# [INPUT MATERIAL]
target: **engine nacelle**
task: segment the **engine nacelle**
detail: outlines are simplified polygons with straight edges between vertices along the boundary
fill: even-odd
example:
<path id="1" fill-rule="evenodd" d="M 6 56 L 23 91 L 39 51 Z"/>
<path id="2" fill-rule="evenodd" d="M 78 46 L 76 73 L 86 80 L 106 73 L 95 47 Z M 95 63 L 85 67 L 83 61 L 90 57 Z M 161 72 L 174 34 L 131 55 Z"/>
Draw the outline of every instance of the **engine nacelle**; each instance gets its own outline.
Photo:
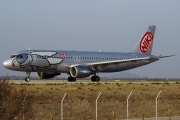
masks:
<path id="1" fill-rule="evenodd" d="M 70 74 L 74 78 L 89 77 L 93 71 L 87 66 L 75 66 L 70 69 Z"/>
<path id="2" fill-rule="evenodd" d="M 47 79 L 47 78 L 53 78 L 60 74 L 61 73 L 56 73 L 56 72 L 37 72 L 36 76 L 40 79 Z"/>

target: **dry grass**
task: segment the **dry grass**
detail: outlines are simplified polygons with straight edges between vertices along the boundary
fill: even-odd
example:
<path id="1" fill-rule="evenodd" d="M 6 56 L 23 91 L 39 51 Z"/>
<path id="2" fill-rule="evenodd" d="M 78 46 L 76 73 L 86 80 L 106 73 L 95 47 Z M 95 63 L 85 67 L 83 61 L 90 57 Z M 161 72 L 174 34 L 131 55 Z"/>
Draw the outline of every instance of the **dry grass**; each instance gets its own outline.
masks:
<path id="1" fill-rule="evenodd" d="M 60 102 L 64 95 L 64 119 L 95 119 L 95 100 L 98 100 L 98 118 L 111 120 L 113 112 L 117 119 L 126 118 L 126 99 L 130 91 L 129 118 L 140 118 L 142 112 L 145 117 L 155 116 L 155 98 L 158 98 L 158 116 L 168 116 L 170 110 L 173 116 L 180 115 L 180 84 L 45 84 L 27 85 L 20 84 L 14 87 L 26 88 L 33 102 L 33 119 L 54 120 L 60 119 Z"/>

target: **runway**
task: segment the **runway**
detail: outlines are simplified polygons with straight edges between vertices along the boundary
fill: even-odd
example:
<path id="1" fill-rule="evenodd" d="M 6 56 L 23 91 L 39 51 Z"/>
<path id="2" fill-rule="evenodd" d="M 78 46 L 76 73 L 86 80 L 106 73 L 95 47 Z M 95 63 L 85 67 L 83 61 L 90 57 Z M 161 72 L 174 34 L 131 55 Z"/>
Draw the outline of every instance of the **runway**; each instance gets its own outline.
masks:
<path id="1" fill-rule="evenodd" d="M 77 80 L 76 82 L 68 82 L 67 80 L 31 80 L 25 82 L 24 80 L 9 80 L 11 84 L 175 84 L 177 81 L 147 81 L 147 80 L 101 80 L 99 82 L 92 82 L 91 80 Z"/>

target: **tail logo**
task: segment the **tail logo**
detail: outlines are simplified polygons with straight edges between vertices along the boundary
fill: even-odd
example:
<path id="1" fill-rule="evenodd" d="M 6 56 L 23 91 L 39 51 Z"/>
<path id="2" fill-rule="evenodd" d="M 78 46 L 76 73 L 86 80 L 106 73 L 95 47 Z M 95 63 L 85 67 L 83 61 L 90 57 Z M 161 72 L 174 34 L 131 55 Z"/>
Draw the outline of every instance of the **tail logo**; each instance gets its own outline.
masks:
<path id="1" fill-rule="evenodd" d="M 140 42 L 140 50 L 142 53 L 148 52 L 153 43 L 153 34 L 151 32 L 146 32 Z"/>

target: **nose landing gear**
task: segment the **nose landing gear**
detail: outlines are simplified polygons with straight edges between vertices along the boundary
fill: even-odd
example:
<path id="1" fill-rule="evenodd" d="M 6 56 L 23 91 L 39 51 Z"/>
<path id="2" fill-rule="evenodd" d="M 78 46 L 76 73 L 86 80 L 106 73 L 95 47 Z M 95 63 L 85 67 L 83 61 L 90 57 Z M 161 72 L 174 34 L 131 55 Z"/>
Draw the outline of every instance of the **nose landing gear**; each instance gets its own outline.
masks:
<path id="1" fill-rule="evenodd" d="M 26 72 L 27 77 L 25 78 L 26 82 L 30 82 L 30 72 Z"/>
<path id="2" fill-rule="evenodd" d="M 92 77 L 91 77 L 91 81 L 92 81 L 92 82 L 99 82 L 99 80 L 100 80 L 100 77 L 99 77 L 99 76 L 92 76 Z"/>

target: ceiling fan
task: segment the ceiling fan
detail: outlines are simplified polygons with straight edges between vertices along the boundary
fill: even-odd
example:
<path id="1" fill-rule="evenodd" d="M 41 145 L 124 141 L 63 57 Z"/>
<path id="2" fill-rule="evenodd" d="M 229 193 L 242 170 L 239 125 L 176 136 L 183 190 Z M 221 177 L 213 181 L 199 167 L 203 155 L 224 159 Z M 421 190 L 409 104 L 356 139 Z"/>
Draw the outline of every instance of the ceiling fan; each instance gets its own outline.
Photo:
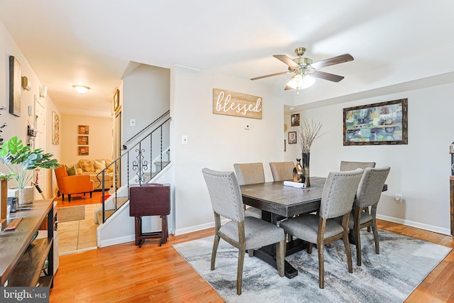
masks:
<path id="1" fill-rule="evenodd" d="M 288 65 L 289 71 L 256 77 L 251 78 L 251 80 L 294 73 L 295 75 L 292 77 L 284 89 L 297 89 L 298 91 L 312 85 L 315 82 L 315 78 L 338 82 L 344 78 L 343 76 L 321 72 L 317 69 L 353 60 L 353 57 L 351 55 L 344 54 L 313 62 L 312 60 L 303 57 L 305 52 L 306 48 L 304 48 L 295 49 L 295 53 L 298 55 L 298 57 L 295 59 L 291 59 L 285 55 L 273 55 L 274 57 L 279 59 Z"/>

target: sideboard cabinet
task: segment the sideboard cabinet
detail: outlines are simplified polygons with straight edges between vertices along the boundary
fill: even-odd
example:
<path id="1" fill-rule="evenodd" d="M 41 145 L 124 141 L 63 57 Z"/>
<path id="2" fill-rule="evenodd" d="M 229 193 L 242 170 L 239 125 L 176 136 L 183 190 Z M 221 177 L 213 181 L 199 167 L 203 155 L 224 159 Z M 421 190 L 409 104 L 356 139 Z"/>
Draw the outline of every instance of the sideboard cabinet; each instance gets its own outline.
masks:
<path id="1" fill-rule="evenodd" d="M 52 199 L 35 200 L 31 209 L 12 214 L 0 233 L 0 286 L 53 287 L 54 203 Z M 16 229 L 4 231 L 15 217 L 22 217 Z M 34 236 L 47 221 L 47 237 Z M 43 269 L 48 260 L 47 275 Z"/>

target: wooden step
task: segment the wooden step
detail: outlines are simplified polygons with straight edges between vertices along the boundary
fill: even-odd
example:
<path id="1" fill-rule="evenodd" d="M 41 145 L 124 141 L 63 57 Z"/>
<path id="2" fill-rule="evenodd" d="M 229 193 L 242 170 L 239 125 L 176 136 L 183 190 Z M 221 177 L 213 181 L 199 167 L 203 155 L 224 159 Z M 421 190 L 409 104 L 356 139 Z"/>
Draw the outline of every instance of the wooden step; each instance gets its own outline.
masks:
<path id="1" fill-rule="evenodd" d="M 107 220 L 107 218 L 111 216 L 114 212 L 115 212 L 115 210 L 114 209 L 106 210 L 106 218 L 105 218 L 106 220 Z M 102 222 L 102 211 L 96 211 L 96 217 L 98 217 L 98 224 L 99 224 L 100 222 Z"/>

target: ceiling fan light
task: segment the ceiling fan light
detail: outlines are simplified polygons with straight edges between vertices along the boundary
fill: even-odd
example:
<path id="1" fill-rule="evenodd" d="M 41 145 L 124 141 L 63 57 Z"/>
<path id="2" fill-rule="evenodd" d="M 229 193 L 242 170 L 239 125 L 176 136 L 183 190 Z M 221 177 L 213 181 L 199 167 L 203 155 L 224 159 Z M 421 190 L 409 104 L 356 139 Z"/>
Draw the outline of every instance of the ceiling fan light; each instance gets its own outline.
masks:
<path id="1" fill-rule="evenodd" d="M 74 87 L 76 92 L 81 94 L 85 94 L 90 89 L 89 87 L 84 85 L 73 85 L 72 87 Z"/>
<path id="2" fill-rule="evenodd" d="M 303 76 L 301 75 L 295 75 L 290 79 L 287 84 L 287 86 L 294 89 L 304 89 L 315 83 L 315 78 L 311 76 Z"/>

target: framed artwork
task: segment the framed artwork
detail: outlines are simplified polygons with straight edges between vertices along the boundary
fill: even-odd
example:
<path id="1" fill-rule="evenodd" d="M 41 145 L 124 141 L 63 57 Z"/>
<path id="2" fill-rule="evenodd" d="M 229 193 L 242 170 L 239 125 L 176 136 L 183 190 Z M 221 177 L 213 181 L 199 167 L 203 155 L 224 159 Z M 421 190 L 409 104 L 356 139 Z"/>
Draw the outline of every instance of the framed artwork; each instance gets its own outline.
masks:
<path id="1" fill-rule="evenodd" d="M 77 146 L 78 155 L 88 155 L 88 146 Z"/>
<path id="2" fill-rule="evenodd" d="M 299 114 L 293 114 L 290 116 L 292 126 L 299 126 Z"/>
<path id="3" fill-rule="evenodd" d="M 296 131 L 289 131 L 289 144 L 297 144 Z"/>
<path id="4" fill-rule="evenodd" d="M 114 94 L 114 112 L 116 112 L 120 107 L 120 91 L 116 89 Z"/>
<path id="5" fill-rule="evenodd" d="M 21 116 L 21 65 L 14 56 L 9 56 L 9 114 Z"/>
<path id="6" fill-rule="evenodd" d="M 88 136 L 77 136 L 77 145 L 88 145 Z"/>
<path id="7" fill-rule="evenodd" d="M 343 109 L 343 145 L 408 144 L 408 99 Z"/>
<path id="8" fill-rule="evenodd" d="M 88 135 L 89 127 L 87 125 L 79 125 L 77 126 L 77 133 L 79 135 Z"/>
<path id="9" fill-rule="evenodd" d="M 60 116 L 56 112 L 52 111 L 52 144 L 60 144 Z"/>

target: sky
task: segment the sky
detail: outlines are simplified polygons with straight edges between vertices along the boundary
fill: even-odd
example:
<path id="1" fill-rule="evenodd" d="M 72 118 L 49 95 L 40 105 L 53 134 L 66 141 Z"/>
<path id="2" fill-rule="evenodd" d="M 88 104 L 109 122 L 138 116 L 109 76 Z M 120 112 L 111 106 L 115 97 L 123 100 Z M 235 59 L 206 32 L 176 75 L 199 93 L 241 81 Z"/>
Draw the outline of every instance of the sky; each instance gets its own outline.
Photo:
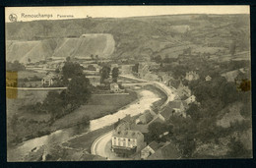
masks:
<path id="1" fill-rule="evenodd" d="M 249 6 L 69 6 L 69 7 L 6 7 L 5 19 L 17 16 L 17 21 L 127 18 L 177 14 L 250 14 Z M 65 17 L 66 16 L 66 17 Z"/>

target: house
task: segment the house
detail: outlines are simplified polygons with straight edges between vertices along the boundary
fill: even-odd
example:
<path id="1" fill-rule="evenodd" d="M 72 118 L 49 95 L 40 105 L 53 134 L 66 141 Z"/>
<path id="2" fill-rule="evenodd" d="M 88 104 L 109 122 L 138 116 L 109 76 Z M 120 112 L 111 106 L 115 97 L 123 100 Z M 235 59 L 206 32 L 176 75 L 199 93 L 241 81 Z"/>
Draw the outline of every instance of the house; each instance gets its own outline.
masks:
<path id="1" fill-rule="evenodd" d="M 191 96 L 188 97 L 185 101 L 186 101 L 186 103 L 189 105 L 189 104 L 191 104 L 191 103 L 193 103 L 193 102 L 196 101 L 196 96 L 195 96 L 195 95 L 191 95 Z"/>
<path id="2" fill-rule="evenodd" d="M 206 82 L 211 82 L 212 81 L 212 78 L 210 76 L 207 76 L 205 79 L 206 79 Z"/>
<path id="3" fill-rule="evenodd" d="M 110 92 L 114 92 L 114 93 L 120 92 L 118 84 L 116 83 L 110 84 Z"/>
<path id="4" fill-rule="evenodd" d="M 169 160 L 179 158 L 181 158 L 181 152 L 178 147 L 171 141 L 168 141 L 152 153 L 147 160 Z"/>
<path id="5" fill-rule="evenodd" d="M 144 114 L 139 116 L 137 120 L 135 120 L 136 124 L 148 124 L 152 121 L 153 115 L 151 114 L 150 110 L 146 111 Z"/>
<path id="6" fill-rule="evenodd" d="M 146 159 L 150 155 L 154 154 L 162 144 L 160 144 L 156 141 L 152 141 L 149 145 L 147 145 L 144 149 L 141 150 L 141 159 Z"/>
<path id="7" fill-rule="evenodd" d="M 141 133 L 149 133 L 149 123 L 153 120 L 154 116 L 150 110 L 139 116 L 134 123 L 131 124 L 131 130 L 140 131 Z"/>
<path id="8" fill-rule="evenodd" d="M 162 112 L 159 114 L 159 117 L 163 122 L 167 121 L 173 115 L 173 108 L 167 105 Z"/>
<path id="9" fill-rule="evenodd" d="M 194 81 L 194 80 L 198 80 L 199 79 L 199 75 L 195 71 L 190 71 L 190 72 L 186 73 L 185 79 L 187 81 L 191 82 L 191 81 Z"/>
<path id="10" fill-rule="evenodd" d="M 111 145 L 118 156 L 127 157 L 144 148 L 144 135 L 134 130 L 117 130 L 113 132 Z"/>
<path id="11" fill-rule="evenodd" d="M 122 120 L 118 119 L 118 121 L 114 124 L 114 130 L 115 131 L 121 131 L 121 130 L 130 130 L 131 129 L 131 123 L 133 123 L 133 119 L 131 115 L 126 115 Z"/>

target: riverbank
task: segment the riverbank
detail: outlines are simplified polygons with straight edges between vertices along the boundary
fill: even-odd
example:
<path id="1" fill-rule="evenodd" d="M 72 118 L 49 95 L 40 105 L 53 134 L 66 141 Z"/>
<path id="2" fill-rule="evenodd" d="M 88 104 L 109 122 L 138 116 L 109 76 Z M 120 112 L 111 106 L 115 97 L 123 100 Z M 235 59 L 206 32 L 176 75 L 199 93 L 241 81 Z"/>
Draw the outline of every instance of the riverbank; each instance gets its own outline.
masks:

# [WHAT YOU SHOULD DO]
Could you rewrite the lines starting at the very first one and ending with the line that contains "47 79 L 47 78", with "engine nacelle" replaced by "jet engine" and nothing else changed? Leave the pictures out of your answer.

# [FULL SOLUTION]
target: **jet engine**
task: segment the **jet engine**
detail: outlines are simplified polygons with straight edges between vertices along the boundary
fill: even-odd
example:
<path id="1" fill-rule="evenodd" d="M 6 56 L 23 91 L 39 51 Z"/>
<path id="2" fill-rule="evenodd" d="M 78 46 L 76 73 L 86 80 L 106 73 L 95 47 Z M 95 63 L 85 67 L 83 61 L 90 57 Z M 161 72 L 174 34 L 131 55 Z"/>
Draw the outline of every instance of the **jet engine**; each instance gets its own outline.
Photo:
masks:
<path id="1" fill-rule="evenodd" d="M 70 74 L 74 78 L 89 77 L 93 71 L 87 66 L 75 66 L 70 69 Z"/>
<path id="2" fill-rule="evenodd" d="M 47 79 L 47 78 L 53 78 L 60 74 L 61 73 L 56 73 L 56 72 L 37 72 L 36 76 L 40 79 Z"/>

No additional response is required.